### WHAT THE EXERCISE ASKS:
Update the records below by replacing every "rough mask" with "coarse mask" and keeping all other text the same. Leave the pictures out of your answer.
--- START ---
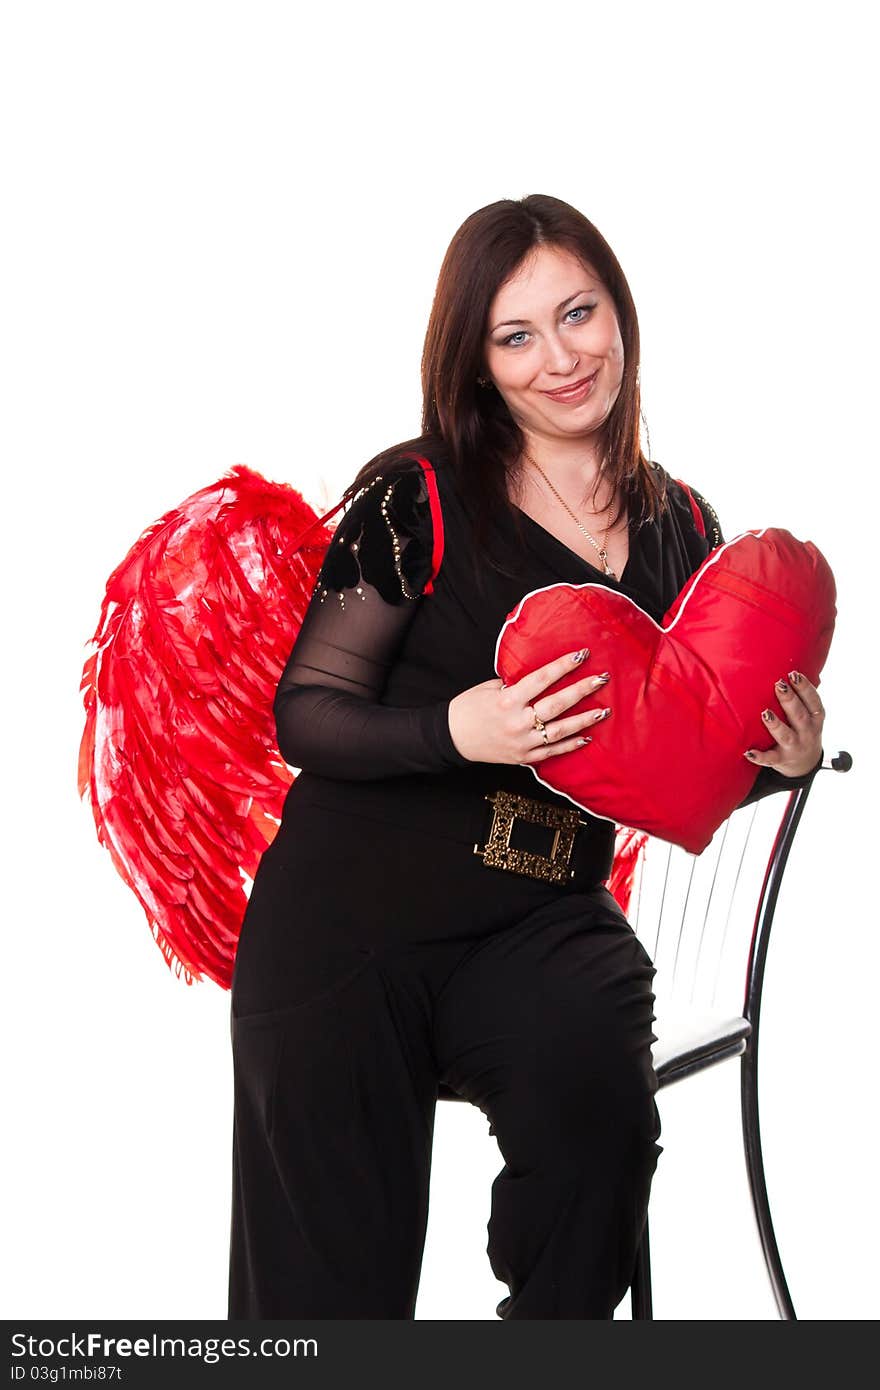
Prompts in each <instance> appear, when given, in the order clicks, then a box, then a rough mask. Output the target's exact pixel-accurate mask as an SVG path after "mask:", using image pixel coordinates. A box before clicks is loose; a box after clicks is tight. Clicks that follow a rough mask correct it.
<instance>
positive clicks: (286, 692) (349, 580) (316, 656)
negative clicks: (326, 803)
mask: <svg viewBox="0 0 880 1390" xmlns="http://www.w3.org/2000/svg"><path fill="white" fill-rule="evenodd" d="M431 557H432V524H431V507H430V500H428V489H427V482H425V478H424V473H423V470H421V466H420V464H416V466H414V467H413V468H403V470H399V471H398V470H395V473H385V474H382V475H380V477H375V478H373V480H371V481H370V482H368V484H367V485H366V486H364V488H361V489H360V492H359V493H357V495H356V496H355V499H353V500H352V502H350V505H349V507H348V510H346V512H345V514H343V517H342V520H341V521H339V524H338V527H336V531H335V534H334V538H332V541H331V542H329V545H328V548H327V555H325V556H324V563H323V566H321V570H320V573H318V577H317V582H316V587H314V592H313V595H311V599H310V603H309V607H307V609H306V614H304V619H303V624H302V627H300V631H299V634H298V638H296V642H295V644H293V651H292V652H291V656H289V659H288V663H286V666H285V669H284V673H282V676H281V680H279V682H278V688H277V692H275V699H274V706H272V709H274V714H275V730H277V738H278V748H279V751H281V756H282V758H284V759H285V762H286V763H289V765H291V766H292V767H299V769H300V770H307V771H314V773H317V774H320V776H324V777H342V778H359V780H360V778H371V777H391V776H395V774H405V773H424V771H442V770H445V769H449V767H459V766H463V765H466V763H467V762H468V759H466V758H463V755H462V753H459V751H457V748H456V745H455V744H453V741H452V734H450V733H449V717H448V713H449V699H443V701H438V702H435V703H432V705H425V706H418V708H414V709H399V708H393V706H388V705H382V703H381V702H380V701H381V695H382V691H384V688H385V684H386V680H388V673H389V670H391V666H392V663H393V660H395V657H396V653H398V652H399V649H400V645H402V642H403V638H405V634H406V630H407V627H409V624H410V623H412V620H413V617H414V614H416V609H417V605H418V603H430V602H431V596H430V595H428V596H424V588H425V584H427V582H428V580H430V577H431Z"/></svg>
--- END ---
### COMPLETED EXERCISE:
Prompts in each <instance> appear, when given, in the order clicks, then a box, then a coarse mask. Output the target's exact pixel-accurate mask as an SVG path after "mask:", using image pixel coordinates. A box before clicks is loose; a box after clicks is tight. Clicks that follow a coarse mask correct it.
<instance>
positive clicks: (286, 692) (349, 580) (316, 656)
negative clicks: (326, 803)
mask: <svg viewBox="0 0 880 1390" xmlns="http://www.w3.org/2000/svg"><path fill="white" fill-rule="evenodd" d="M431 557H432V524H431V507H430V500H428V489H427V482H425V478H424V473H423V470H421V466H420V464H416V466H414V467H413V468H403V470H399V471H398V470H395V473H385V474H382V475H380V477H375V478H373V480H371V481H370V482H368V484H367V485H366V486H364V488H361V489H360V492H359V493H357V495H356V496H355V499H353V500H352V502H350V505H349V507H348V510H346V512H345V514H343V517H342V520H341V521H339V524H338V527H336V531H335V534H334V538H332V541H331V542H329V545H328V548H327V555H325V556H324V563H323V566H321V570H320V573H318V577H317V582H316V587H314V592H313V595H311V599H310V603H309V607H307V609H306V614H304V619H303V624H302V627H300V631H299V634H298V638H296V642H295V644H293V651H292V652H291V656H289V659H288V663H286V666H285V669H284V673H282V676H281V680H279V682H278V688H277V692H275V699H274V706H272V709H274V714H275V730H277V738H278V748H279V751H281V756H282V758H284V759H285V762H286V763H289V765H291V766H292V767H299V769H300V770H307V771H314V773H317V774H320V776H324V777H342V778H359V780H360V778H371V777H391V776H395V774H405V773H424V771H442V770H445V769H449V767H459V766H463V765H466V763H467V762H468V759H466V758H463V755H462V753H459V751H457V748H456V745H455V744H453V741H452V734H450V733H449V717H448V713H449V699H443V701H438V702H435V703H432V705H425V706H418V708H414V709H399V708H393V706H388V705H382V703H381V702H380V701H381V695H382V691H384V688H385V684H386V680H388V673H389V670H391V666H392V663H393V660H395V657H396V653H398V652H399V649H400V645H402V642H403V638H405V634H406V630H407V627H409V624H410V623H412V620H413V617H414V614H416V609H417V605H418V603H430V602H431V596H430V595H428V596H424V588H425V584H427V582H428V580H430V577H431Z"/></svg>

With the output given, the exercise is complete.